▸ **What you need to do**:
1. In the passage on selling federal forest land, write out the text starting at "Our forests, those" and ending at "dying than growing.".
2. According to the passage on selling federal forest land, about how many acres of private forestland managed by W.M. Beaty and Associates burned in the August 2000 fire near Storrie, California?

*** Text section ***

Surely as an experiment, the United States can safely and perhaps profitably sell some of the hundreds of millions of acres of federal land. For example, portions of national forests could be sold for market value. If there is one private owner of land abutting the property, it could first be offered to that owner for continuity of management. If that landowner is not interested or the forest abuts state lands or multiple private properties, it could be auctioned to the highest bidder.
Forest product companies, sportsmen's clubs and environmental groups would likely buy certain forested lands. Undoubtedly the range of interests bidding on the forests would be limited only by location, access and the imagination of the bidders. Some of these lands will likely be developed. And while they will no longer be public forests, many and perhaps most will be managed in ways that protect their natural character because forest companies have an incentive to manage their forests in sustainable ways, which enhances both their environmental and economic value. Unlike the federal government, private companies do not have the general treasury to bail out money-losing operations and therefore do not build uneconomical roads in ecologically fragile areas to cut down uneconomical trees. Furthermore, privatizing public lands would have the additional benefit of improving the tax base in rural areas and reducing the strain on the federal budget.
Private property owners have flexibility in managing their lands, whereas federal forest management is too often hampered by rigidity. For example, when a wildfire struck near Storrie, California, in August 2000, more than 55,000 acres burned, mostly in the Plumas National Forest (28,000 acres) and Lassen National Forest (27,000 acres). Also burned were about 3,200 acres of private forestland managed by W.M. Beaty and Associates. However, the responses of Beaty and the Forest Service couldn't have been more different. By 2001, Beaty foresters had:
· Reduced the chance of a future catastrophic wildfire by removing smaller dead trees and woody material - generating enough clean biomass fuel to fuel 3,600 homes for a year.
· Harvested larger dead trees suitable for lumber processing - amounting to 64.5 million board feet, enough to build 4,300 homes.
· Spent millions of dollars to reforest the burned land, planting nearly one million seedlings of seven different tree species.
By contrast:
· The Forest Service removed dead trees and other fuels from only 1,206 acres and replanted 230 acres in the Lassen National Forest.
· In the Plumas National Forest, the Forest Service was prevented from removing dead trees and reforestation occurred on only 181 acres.
This comparative result is common.
Our forests, those who live near them, those who fight the fires, and the public who use the forests and pay the bills, deserve a forest policy that places public safety, economic well-being and fiscal responsibility above the flawed ideal of “letting nature take its course.” It’s time for the Government to stop fiddling as our forests burn, and tend to the public good. It must increase and expedite logging with vital reforestation programs, especially in forests where more standing timber is dead or dying than growing.

*** End of Text section ***
*** Information supplied ***

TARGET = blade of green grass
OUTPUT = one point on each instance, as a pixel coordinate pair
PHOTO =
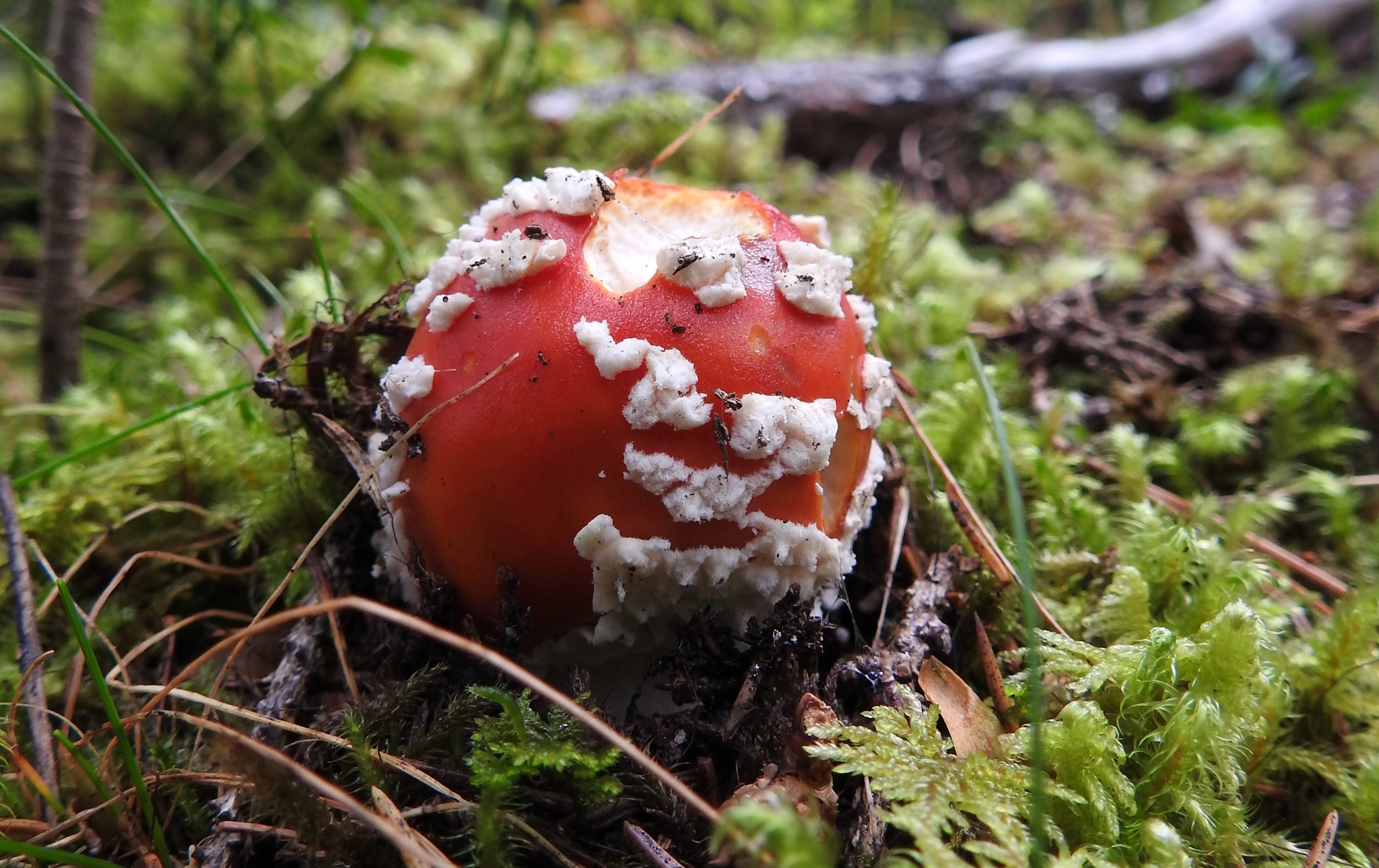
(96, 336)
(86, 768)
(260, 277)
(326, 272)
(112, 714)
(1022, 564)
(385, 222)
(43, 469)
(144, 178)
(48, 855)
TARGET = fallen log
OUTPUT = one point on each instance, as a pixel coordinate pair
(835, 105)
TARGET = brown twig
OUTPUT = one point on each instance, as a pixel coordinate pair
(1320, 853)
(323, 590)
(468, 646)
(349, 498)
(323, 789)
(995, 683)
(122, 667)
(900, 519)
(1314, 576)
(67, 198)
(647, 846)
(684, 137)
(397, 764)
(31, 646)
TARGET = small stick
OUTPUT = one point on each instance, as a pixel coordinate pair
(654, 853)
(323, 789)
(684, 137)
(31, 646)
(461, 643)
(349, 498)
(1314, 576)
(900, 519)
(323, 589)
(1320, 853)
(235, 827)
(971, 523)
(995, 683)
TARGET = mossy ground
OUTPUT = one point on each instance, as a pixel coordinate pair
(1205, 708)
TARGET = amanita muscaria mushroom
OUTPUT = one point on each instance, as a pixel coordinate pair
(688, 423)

*** End of Information supplied ***
*** Information supplied ***

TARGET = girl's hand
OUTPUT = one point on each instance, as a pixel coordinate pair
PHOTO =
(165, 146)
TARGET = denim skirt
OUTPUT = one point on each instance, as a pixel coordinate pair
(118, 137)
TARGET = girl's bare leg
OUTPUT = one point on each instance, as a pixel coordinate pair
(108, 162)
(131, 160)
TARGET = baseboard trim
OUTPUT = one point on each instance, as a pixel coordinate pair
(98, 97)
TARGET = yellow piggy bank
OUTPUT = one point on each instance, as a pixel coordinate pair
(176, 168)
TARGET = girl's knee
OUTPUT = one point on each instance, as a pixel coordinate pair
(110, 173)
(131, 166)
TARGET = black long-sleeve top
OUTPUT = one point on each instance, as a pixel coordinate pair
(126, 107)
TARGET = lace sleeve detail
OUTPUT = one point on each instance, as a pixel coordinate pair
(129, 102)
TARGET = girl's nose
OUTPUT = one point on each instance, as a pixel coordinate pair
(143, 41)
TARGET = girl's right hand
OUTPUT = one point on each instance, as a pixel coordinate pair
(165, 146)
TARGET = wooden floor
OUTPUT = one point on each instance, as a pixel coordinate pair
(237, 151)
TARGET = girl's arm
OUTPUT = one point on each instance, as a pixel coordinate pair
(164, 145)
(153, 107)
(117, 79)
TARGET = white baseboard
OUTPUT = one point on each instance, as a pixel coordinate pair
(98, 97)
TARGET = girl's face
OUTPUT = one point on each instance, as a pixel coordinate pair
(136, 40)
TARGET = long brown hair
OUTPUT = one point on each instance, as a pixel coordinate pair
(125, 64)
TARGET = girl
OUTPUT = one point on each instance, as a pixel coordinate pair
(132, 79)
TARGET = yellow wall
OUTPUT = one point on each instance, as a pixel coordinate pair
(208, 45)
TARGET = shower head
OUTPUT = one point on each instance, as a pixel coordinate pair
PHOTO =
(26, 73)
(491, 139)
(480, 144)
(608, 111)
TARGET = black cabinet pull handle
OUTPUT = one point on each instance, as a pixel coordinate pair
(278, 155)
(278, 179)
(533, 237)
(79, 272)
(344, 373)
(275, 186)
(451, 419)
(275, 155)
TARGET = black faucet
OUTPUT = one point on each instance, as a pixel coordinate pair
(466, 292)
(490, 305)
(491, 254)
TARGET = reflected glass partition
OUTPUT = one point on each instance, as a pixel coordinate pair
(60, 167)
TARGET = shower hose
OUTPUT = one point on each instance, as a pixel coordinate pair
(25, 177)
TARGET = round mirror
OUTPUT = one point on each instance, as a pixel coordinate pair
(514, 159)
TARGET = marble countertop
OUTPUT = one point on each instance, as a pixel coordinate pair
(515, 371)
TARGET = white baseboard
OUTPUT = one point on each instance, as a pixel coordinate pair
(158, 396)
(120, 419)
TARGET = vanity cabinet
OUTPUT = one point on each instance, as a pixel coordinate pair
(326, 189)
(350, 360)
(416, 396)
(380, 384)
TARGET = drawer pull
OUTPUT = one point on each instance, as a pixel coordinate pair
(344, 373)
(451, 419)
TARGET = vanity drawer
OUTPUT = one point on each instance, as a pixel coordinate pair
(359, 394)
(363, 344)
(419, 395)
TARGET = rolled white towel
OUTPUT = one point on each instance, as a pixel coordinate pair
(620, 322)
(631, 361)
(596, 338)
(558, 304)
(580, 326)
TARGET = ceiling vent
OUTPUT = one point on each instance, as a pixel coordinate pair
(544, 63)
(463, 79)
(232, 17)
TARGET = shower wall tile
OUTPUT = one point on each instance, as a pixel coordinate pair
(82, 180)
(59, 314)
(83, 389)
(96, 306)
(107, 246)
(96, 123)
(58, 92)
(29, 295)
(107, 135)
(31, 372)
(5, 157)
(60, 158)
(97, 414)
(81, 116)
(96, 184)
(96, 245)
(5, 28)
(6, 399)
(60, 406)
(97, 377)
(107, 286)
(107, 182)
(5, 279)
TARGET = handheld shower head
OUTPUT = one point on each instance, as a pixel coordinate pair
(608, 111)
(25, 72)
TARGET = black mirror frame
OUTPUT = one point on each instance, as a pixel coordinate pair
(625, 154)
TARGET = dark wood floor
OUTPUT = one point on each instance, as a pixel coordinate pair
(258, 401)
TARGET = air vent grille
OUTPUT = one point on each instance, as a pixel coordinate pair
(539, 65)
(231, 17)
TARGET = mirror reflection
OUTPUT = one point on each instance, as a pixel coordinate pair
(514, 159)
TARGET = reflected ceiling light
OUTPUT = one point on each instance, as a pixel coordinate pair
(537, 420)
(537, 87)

*** End of Information supplied ***

▸ **Answers given**:
1.
Our forests, those who live near them, those who fight the fires, and the public who use the forests and pay the bills, deserve a forest policy that places public safety, economic well-being and fiscal responsibility above the flawed ideal of “letting nature take its course.” It’s time for the Government to stop fiddling as our forests burn, and tend to the public good. It must increase and expedite logging with vital reforestation programs, especially in forests where more standing timber is dead or dying than growing.

2. About 3,200 acres.